## [Цель 1]
Приведите ещё раз дословно отрывок из фрагмента о средневековом мышлении между словами «Две лекции были» и «и понимал вселенную.», включительно.
## [Цель 2]
Ответьте на вопросы по фрагменту о средневековом мышлении.
(а) В каком году Льюис подготовил две лекции?
(б) Для кого были подготовлены эти лекции?
(в) В чём, согласно фрагменту, мы ошибочно пытаемся отыскать непосредственный источник самых причудливых средневековых воззрений?
===== Фрагмент документа
№3, 2012/Филология в лицах

Воображение и мышление в Средние века

Две лекции были специально подготовлены Льюисом в 1956 году для сотрудников зоологической лаборатории в Кембридже (прочитаны 17 и 18 июля) с целью дать представление о том, как человек Средневековья видел и понимал вселенную.

1

Некоторыми своими заблуждениями человек Средневековья был сродни дикарям более поздних времен, и некоторые из его верований могли бы сподвигнуть антропологов опять-таки провести параллели с дикарями. Но было бы ошибочным на основе этого делать вывод о том, что средневековый человек во всем походил на дикаря. Под этим я не только и не столько подразумеваю, что подобный взгляд принизил бы истинное достоинство средневекового человека. Быть может, некоторые предпочли бы полинезийца. Суть в том, что, к лучшему это или к худшему, человек Средневековья был другим. Он жил в других условиях, имел другую историю. Даже если его поступки и мысли были сходны с дикарскими, он приходил к ним иным путем. Мы же идем по ложному следу, пытаясь отыскать непосредственный источник пусть даже самых причудливых средневековых воззрений в так называемом дологическом мышлении.
==========
===== Записи набора данных
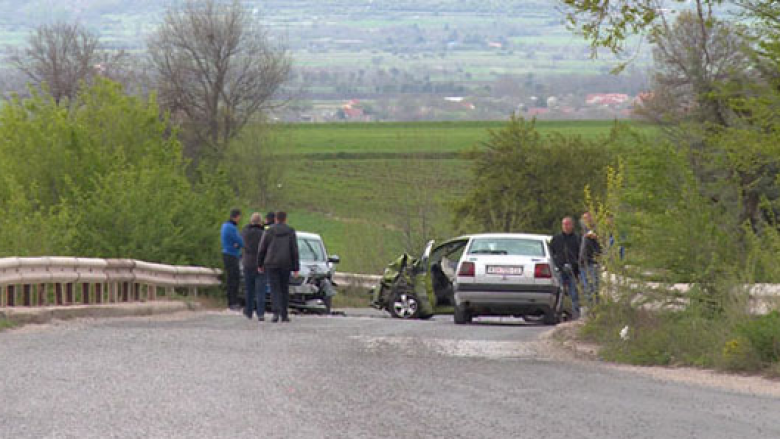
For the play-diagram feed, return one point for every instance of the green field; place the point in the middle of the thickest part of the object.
(369, 188)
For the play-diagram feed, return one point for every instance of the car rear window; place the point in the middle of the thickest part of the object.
(507, 246)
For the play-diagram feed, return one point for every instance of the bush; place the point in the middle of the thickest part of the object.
(763, 335)
(103, 177)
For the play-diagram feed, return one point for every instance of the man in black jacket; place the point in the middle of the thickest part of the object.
(278, 256)
(565, 248)
(255, 281)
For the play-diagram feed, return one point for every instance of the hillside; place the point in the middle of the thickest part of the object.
(400, 59)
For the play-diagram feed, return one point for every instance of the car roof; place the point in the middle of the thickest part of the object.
(505, 235)
(308, 235)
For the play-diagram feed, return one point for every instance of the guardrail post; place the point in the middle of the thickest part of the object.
(27, 295)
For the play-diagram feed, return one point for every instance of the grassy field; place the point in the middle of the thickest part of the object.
(375, 190)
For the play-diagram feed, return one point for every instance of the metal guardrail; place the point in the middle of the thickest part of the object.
(353, 280)
(56, 280)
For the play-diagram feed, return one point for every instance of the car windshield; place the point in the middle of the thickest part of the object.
(507, 246)
(311, 250)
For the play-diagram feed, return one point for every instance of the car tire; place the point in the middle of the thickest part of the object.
(551, 318)
(404, 305)
(461, 315)
(328, 300)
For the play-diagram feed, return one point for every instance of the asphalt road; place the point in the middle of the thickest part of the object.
(219, 375)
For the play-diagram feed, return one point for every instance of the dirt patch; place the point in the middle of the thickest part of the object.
(564, 345)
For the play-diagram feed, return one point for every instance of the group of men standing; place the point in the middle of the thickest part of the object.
(576, 257)
(268, 251)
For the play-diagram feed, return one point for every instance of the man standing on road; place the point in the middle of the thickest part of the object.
(232, 243)
(565, 248)
(278, 257)
(590, 250)
(270, 219)
(255, 281)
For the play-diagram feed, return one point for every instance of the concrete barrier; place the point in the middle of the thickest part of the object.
(33, 281)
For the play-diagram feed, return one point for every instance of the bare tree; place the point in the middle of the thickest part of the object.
(695, 57)
(216, 69)
(60, 55)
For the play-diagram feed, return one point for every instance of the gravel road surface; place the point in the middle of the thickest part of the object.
(219, 375)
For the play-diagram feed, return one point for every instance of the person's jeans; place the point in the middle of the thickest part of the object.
(590, 283)
(279, 279)
(233, 274)
(256, 287)
(569, 284)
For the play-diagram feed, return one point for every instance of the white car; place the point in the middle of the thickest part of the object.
(508, 275)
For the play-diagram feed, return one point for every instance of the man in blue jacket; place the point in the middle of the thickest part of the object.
(232, 243)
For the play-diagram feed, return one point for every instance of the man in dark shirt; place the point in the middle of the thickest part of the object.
(278, 257)
(565, 248)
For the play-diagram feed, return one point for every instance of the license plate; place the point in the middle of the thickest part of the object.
(504, 270)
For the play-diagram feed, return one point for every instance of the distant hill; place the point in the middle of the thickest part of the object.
(400, 58)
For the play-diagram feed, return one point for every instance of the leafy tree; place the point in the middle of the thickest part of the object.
(61, 56)
(523, 181)
(103, 177)
(216, 70)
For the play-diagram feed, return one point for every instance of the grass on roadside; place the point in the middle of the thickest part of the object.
(692, 337)
(6, 324)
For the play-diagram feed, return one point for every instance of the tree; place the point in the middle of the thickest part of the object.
(103, 177)
(523, 181)
(694, 65)
(216, 69)
(63, 56)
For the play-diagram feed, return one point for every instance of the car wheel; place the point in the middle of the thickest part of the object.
(551, 318)
(404, 306)
(534, 318)
(462, 315)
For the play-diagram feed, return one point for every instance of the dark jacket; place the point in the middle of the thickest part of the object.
==========
## [Полный ответ 1]
Две лекции были специально подготовлены Льюисом в 1956 году для сотрудников зоологической лаборатории в Кембридже (прочитаны 17 и 18 июля) с целью дать представление о том, как человек Средневековья видел и понимал вселенную.

## [Полный ответ 2]
(а) В 1956 году.
(б) Для сотрудников зоологической лаборатории в Кембридже.
(в) В так называемом дологическом мышлении.